### Task description
Copy out every line of the material below word for word, keeping all numbers and line order unchanged.

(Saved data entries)
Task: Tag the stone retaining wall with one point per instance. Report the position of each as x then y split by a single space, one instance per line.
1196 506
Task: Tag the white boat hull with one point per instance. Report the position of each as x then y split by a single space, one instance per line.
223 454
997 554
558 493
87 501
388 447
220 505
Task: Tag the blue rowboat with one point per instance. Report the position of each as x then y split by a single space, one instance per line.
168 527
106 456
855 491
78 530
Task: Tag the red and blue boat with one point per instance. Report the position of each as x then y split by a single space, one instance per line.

### Complete answer
Task: Tag the stone retaining wall with one point per instance. Report the position of each as x then y split by a single space, one instance per line.
1196 506
Task: Tag the white boat hull with one point per instance. Report the position of each as x then y split by a single space, one instance per line.
223 454
997 554
558 493
87 501
388 447
220 505
Task: Tag the blue rowboat with one point per instance. Report the position of each as x then y split by a single space, one instance per line.
168 527
106 456
855 491
78 530
Task: Tag the red and blue boat with one point per instance. Report the position of each as x then y split by a single space, one instance per line.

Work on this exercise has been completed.